Aim of the exercise: Locate every line in the records below that contains the string "plant", treating uppercase and lowercase as different, and copy each of those lines.

==== Recorded data ====

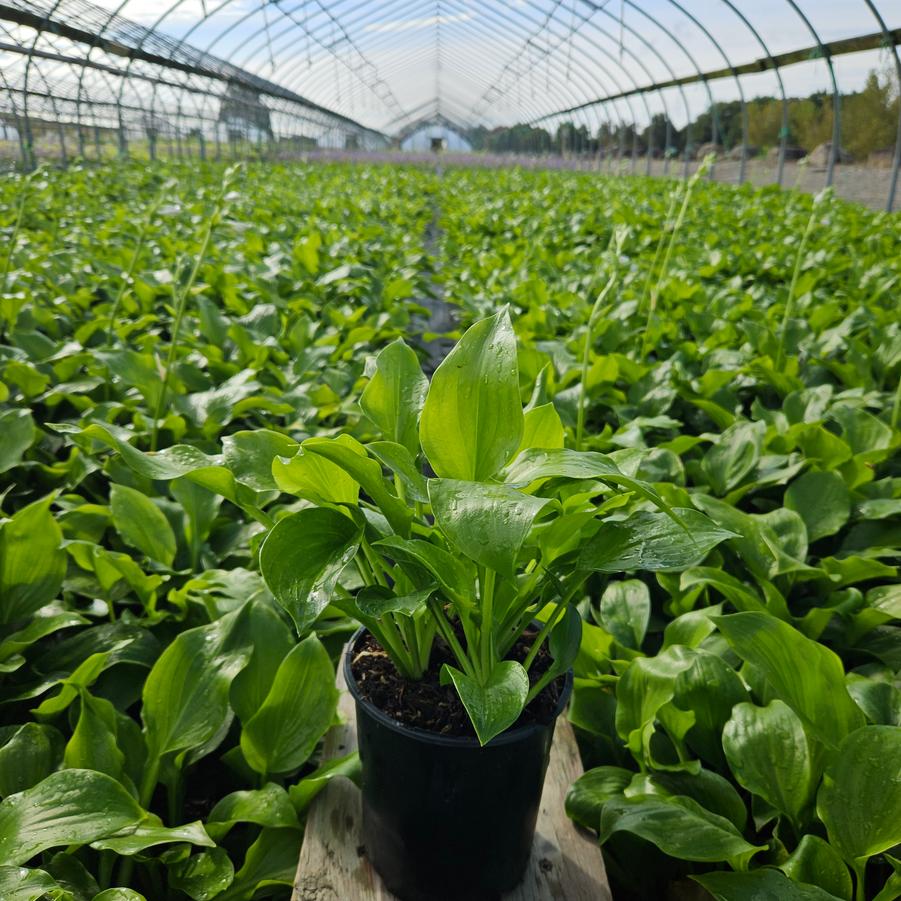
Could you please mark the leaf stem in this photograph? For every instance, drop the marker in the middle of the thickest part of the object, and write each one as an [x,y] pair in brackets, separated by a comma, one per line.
[448,634]
[790,301]
[544,632]
[126,278]
[182,302]
[586,354]
[489,578]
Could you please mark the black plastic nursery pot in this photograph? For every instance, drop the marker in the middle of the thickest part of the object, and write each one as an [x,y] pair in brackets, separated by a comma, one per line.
[443,818]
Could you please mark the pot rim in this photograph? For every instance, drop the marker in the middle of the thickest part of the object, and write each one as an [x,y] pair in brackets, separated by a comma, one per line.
[509,736]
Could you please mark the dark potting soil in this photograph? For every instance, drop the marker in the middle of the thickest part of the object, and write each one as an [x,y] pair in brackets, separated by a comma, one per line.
[429,705]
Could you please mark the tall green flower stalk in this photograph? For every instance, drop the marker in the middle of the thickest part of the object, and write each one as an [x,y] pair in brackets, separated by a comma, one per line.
[127,275]
[793,287]
[617,242]
[700,172]
[17,227]
[182,295]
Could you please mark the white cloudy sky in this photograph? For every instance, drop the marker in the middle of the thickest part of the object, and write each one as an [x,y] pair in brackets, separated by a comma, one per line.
[386,62]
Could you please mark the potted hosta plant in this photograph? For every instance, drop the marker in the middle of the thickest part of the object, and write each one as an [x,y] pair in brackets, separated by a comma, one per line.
[461,538]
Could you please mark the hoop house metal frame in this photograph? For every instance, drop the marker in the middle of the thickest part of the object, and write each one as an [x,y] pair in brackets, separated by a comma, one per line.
[83,80]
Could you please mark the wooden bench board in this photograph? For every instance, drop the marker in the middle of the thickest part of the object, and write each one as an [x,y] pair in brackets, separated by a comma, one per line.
[566,864]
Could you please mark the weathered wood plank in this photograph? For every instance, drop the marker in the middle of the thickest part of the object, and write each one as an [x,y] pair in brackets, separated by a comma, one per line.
[565,864]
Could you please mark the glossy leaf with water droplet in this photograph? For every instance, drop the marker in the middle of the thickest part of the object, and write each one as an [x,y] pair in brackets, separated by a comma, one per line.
[472,421]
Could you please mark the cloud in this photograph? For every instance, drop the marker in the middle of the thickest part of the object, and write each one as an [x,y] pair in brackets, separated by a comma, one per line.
[417,24]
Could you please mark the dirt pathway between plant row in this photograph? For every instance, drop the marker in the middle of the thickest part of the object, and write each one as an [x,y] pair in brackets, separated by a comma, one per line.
[441,318]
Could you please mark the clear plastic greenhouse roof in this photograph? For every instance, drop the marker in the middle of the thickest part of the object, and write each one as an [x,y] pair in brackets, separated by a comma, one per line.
[349,72]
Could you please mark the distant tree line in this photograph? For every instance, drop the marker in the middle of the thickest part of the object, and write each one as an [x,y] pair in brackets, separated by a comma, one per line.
[869,123]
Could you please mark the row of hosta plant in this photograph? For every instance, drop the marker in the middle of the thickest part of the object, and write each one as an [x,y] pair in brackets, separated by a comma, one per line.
[741,719]
[130,542]
[161,715]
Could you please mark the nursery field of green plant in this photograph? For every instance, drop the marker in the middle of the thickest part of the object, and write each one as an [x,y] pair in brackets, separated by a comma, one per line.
[188,369]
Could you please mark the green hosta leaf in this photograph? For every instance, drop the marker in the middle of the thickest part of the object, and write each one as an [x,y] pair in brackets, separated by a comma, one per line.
[93,744]
[760,885]
[302,558]
[737,593]
[860,798]
[399,460]
[186,693]
[472,421]
[250,456]
[565,641]
[315,479]
[624,611]
[488,523]
[712,791]
[535,464]
[394,397]
[180,460]
[142,524]
[202,876]
[119,894]
[32,565]
[31,754]
[648,684]
[452,573]
[823,501]
[303,793]
[651,541]
[271,639]
[495,706]
[39,627]
[150,833]
[351,456]
[768,752]
[200,506]
[817,863]
[17,429]
[803,673]
[734,455]
[375,601]
[267,806]
[690,629]
[542,428]
[21,884]
[71,807]
[709,689]
[880,701]
[680,827]
[588,794]
[297,711]
[270,860]
[867,436]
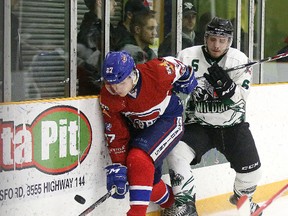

====

Result of this exercise:
Could you please mark the potted hosta plant in this photograph? For every instance, drop the marker in the middle of the thickest part of the object, and write each one as an [x,y] pair in brackets, separated by a comma, one per line.
Could you please mark the dirt pathway between plant row in this photograph? For every instance, drop the marker in the middle of the thickest part of the object, and write each one as an [x,y] pair in brackets, separated by a comma, one per line.
Could you please mark the row of hosta plant in this photograph? For every instance, drop the marker in the middle of the thickest part of the object, and write each one as an [x,y] pair in brackets, separated by a comma, one per line.
Could you please mark the nursery field of green plant in this photograph? For every instance, drop the marker in the middle of the thickest part of the object, and write each one as an [x,y] pair in brackets, separated by a comma, one per line.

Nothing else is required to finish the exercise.